_ASSIGNMENT_. Extract every line below that contains the word "shelf".

_STUDY MATERIAL_.
----------------------------------------
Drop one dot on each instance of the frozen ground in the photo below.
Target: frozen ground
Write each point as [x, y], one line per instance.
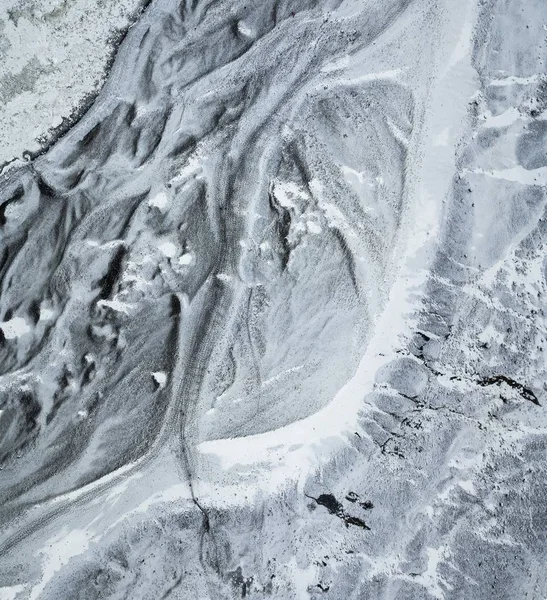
[54, 56]
[271, 312]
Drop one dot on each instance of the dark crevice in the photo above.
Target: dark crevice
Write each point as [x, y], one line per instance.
[524, 391]
[335, 508]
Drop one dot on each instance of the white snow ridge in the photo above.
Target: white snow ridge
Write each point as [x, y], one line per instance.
[272, 287]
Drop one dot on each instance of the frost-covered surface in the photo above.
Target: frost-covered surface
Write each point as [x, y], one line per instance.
[53, 60]
[272, 315]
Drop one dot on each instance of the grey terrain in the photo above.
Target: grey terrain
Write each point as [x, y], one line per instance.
[271, 309]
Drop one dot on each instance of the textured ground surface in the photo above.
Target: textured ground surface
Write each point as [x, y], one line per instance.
[272, 315]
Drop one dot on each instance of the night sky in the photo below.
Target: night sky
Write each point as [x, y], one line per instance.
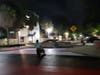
[65, 12]
[61, 11]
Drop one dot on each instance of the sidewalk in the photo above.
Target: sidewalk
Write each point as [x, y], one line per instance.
[89, 50]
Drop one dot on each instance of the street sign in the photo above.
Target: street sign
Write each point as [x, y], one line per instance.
[73, 28]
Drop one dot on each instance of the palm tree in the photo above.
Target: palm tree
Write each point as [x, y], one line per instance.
[7, 18]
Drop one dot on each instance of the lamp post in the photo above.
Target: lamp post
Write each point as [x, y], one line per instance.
[37, 27]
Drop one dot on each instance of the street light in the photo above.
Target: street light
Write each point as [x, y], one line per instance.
[49, 30]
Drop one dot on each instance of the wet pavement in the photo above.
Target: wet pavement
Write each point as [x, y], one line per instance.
[26, 62]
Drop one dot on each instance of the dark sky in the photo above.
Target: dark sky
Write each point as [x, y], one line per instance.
[61, 11]
[65, 11]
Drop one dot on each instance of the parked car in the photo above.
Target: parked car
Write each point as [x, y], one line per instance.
[92, 39]
[55, 44]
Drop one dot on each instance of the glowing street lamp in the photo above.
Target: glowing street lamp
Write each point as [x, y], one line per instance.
[27, 16]
[49, 30]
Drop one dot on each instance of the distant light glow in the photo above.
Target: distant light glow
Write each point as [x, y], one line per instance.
[27, 16]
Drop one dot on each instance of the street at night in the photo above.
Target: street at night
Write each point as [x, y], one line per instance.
[49, 37]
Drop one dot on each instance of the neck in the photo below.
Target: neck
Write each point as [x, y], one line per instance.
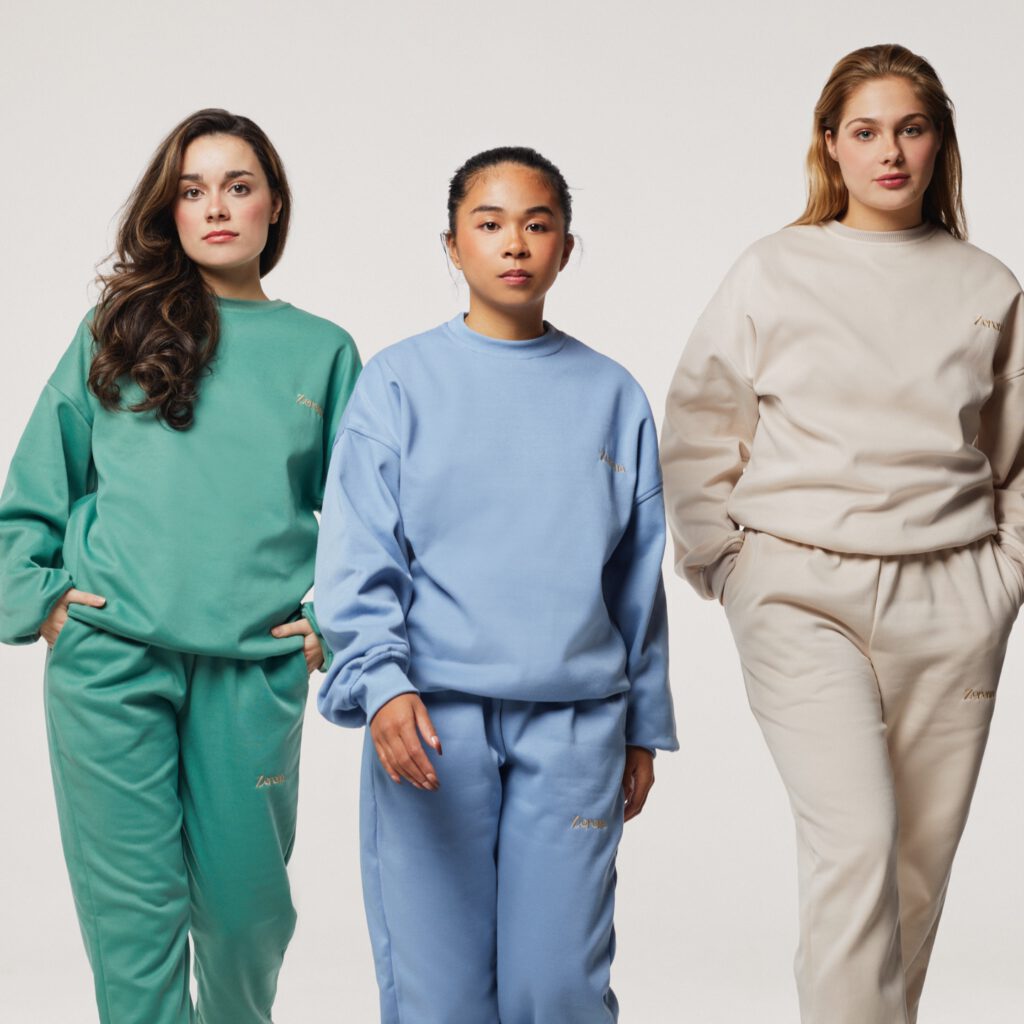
[236, 286]
[865, 218]
[505, 325]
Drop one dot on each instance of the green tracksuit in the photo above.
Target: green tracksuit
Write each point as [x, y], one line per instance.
[173, 715]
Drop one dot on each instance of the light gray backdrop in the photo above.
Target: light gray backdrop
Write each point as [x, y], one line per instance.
[682, 127]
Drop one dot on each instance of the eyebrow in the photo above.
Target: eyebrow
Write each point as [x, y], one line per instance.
[500, 209]
[228, 176]
[872, 121]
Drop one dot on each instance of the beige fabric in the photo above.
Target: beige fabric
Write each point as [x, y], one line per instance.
[859, 391]
[873, 682]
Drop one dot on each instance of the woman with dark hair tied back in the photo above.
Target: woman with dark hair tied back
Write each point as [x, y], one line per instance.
[844, 470]
[489, 578]
[158, 529]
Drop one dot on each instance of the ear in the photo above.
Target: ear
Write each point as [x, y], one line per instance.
[567, 251]
[453, 249]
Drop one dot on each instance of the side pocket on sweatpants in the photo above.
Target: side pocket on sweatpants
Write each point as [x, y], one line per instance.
[1010, 572]
[740, 568]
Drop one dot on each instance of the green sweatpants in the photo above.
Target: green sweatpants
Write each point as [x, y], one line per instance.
[176, 779]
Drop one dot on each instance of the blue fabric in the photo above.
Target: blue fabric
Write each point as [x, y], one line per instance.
[493, 524]
[493, 898]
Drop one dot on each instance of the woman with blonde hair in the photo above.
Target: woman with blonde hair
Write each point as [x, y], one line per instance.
[157, 529]
[843, 470]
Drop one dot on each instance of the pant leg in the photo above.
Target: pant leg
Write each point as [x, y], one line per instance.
[560, 824]
[111, 715]
[428, 872]
[241, 731]
[801, 617]
[942, 625]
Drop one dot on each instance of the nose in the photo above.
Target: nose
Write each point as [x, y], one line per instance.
[216, 209]
[893, 154]
[515, 244]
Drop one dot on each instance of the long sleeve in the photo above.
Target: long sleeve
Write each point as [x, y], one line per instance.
[364, 585]
[1001, 434]
[711, 417]
[344, 374]
[634, 594]
[51, 470]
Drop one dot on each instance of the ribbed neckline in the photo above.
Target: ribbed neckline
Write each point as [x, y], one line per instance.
[250, 305]
[547, 344]
[904, 237]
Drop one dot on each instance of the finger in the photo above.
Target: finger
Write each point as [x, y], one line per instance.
[313, 652]
[415, 764]
[426, 727]
[299, 628]
[386, 763]
[644, 781]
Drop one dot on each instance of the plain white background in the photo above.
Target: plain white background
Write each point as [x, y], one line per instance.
[682, 128]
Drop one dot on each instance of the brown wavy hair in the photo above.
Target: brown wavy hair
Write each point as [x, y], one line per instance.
[826, 194]
[156, 321]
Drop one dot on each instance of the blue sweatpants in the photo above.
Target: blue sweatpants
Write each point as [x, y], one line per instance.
[493, 898]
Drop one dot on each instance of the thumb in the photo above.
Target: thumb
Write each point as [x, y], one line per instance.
[426, 727]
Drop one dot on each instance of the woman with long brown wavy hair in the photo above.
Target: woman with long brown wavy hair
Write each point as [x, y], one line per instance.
[158, 530]
[844, 470]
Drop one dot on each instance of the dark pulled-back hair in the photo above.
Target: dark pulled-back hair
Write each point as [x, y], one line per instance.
[156, 321]
[463, 179]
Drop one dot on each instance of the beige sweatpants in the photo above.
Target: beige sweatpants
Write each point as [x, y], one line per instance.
[873, 680]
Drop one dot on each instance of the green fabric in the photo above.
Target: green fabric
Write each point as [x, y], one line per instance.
[176, 779]
[202, 540]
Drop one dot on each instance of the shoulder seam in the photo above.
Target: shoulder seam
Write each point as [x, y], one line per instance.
[74, 404]
[370, 437]
[656, 489]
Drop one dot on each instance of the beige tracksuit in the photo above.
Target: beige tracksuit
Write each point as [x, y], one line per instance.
[855, 401]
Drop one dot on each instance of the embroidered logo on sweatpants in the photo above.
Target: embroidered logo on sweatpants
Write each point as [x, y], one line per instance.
[579, 822]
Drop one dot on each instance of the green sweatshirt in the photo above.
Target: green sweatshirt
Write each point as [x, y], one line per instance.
[201, 540]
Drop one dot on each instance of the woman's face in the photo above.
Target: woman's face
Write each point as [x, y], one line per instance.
[510, 240]
[224, 209]
[886, 146]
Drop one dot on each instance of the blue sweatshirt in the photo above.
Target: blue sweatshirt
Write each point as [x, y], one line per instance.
[493, 524]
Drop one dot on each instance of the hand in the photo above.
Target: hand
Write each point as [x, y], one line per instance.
[393, 730]
[637, 779]
[310, 643]
[53, 623]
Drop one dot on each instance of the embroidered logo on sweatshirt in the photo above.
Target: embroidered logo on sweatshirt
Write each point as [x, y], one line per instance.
[981, 322]
[608, 461]
[301, 399]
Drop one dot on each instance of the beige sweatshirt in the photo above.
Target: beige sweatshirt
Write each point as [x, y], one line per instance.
[860, 391]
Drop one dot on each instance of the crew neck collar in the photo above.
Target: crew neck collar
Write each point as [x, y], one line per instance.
[249, 305]
[904, 237]
[547, 344]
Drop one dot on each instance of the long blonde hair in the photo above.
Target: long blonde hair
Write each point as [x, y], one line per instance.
[826, 194]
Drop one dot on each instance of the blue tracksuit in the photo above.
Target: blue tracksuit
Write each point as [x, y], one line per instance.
[492, 538]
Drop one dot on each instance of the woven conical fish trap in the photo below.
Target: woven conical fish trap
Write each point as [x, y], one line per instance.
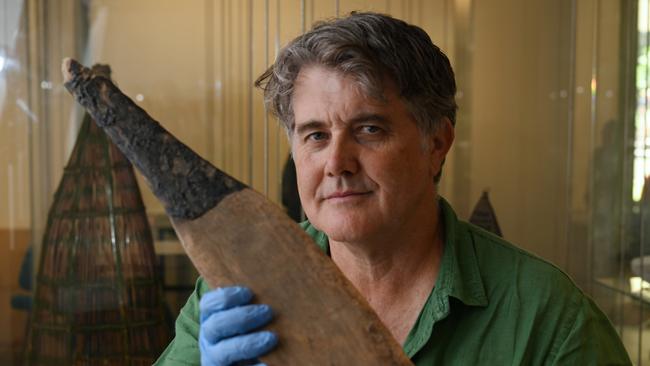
[98, 299]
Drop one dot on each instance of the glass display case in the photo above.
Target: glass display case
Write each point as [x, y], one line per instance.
[553, 123]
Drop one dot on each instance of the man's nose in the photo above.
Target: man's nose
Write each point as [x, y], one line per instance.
[342, 158]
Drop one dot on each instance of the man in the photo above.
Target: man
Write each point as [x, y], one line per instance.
[368, 104]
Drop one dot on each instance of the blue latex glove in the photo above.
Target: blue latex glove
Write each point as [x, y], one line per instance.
[227, 319]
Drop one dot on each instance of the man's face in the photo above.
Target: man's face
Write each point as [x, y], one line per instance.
[365, 170]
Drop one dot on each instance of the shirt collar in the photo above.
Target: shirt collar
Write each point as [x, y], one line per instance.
[459, 276]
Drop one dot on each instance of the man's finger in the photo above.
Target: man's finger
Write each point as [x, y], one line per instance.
[235, 321]
[244, 347]
[223, 298]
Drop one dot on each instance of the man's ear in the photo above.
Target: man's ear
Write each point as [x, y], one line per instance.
[441, 141]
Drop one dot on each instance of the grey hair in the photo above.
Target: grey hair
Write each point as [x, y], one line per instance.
[368, 47]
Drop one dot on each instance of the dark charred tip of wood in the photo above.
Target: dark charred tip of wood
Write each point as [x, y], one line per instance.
[187, 185]
[102, 70]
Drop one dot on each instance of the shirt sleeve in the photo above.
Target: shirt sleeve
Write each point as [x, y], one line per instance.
[184, 348]
[591, 340]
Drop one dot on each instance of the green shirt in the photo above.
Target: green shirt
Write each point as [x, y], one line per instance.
[493, 304]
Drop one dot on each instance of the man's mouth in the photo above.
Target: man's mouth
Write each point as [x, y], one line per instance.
[344, 194]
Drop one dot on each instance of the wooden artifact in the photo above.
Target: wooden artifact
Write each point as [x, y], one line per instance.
[98, 299]
[234, 235]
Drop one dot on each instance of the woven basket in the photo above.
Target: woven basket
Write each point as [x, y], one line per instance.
[98, 298]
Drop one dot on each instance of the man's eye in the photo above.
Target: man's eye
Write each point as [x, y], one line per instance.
[316, 136]
[370, 129]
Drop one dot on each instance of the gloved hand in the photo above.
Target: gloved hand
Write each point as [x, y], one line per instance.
[227, 320]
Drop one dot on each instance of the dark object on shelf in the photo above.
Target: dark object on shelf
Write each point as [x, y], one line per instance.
[98, 296]
[235, 235]
[484, 217]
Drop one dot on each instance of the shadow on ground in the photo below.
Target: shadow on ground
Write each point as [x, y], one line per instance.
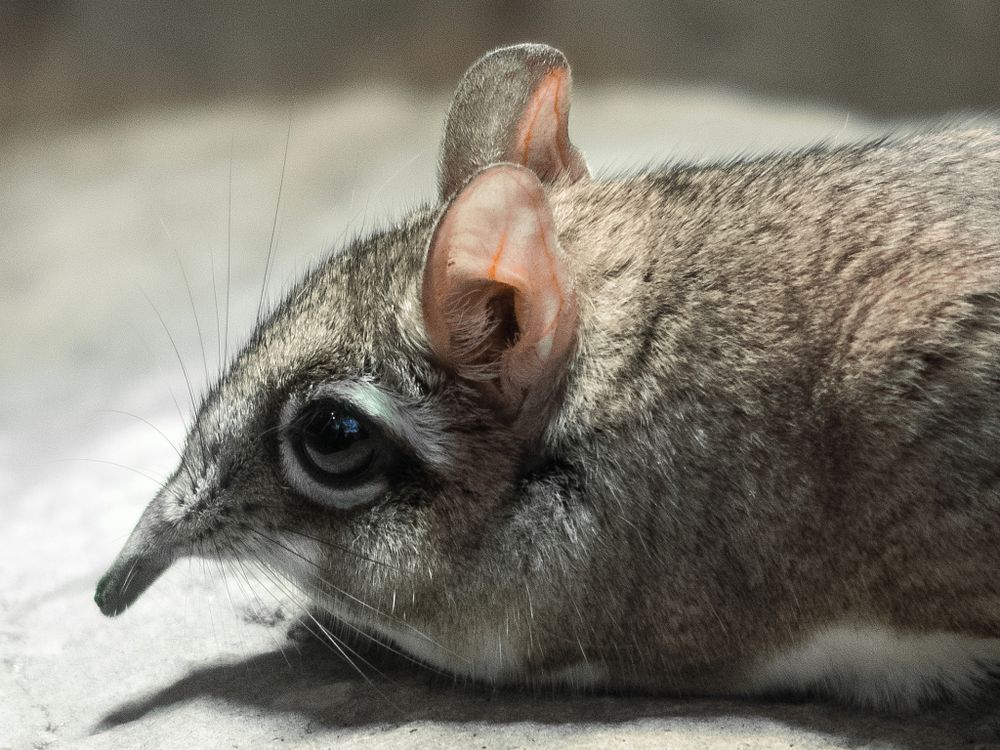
[311, 680]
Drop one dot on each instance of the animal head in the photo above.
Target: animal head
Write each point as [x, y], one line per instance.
[372, 440]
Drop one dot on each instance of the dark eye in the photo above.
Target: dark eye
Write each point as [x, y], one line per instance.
[333, 443]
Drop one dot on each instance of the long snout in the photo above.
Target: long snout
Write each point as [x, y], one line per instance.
[149, 551]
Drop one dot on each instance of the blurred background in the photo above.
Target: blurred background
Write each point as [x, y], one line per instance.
[65, 59]
[169, 168]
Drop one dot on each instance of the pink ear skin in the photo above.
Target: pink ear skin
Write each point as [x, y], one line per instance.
[498, 301]
[542, 143]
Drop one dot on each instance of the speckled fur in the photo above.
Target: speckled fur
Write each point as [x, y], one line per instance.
[783, 414]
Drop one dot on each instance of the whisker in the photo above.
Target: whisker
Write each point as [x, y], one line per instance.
[190, 294]
[229, 251]
[180, 361]
[249, 592]
[341, 647]
[134, 470]
[218, 317]
[145, 421]
[337, 590]
[274, 222]
[386, 644]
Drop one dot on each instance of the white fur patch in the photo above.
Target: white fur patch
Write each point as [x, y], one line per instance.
[881, 667]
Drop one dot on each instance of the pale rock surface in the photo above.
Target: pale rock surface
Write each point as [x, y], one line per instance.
[96, 219]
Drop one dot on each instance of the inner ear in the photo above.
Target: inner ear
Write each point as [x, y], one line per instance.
[498, 301]
[512, 105]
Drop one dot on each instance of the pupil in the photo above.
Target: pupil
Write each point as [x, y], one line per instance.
[329, 432]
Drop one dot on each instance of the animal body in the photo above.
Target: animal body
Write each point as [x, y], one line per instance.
[726, 429]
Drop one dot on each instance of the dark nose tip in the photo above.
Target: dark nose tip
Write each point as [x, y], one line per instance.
[101, 597]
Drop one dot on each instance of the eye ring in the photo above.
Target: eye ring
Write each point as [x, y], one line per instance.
[333, 442]
[334, 454]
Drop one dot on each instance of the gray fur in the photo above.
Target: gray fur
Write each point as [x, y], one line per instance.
[783, 412]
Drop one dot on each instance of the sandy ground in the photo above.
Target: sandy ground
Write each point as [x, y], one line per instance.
[99, 227]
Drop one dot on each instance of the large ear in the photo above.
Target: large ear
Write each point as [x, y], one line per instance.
[498, 300]
[512, 105]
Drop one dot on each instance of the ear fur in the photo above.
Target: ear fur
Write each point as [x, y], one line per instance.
[512, 105]
[498, 299]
----------------------------------------
_EXERCISE ANSWER_.
Drop one dot on each instance of the dark object on shelf in the photo above.
Target: dark object on shelf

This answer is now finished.